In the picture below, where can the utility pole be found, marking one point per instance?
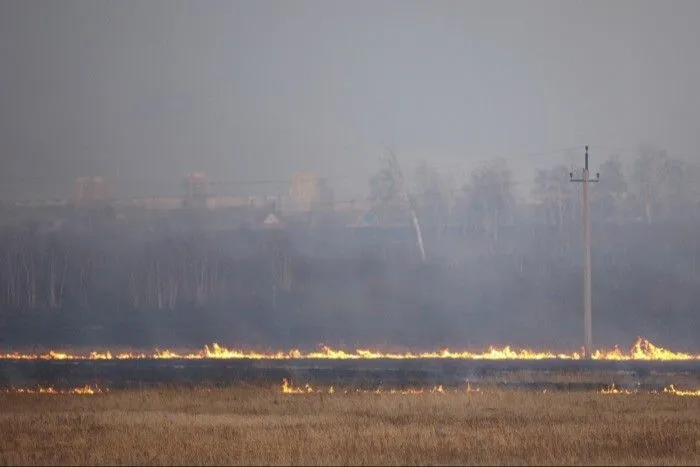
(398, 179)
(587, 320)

* * *

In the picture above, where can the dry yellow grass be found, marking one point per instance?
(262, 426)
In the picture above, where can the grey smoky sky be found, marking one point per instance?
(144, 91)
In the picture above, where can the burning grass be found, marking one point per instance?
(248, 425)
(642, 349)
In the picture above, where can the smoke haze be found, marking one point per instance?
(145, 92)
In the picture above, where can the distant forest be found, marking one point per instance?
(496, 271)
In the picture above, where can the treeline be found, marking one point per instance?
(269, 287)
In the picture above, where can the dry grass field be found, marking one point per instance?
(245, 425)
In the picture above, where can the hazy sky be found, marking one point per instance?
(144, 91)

---

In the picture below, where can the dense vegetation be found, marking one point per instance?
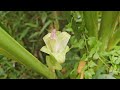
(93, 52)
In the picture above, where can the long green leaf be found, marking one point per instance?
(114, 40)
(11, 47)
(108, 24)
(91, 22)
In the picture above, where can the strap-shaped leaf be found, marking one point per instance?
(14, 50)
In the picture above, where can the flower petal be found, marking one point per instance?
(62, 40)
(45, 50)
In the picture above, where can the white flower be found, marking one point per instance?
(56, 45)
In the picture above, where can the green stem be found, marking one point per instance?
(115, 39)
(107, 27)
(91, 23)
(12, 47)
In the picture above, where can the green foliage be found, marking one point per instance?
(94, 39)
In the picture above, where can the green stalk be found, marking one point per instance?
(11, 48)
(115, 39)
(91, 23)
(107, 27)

What to work on
Collect each line of the material above in which the word "grass" appears.

Reply to the task
In the picture above, where can the dry yellow grass be found, marking one point per instance?
In the picture above, where can the burning grass be found, marking one point per instance?
In the picture above, where can the dry grass field be found, marking one point per instance?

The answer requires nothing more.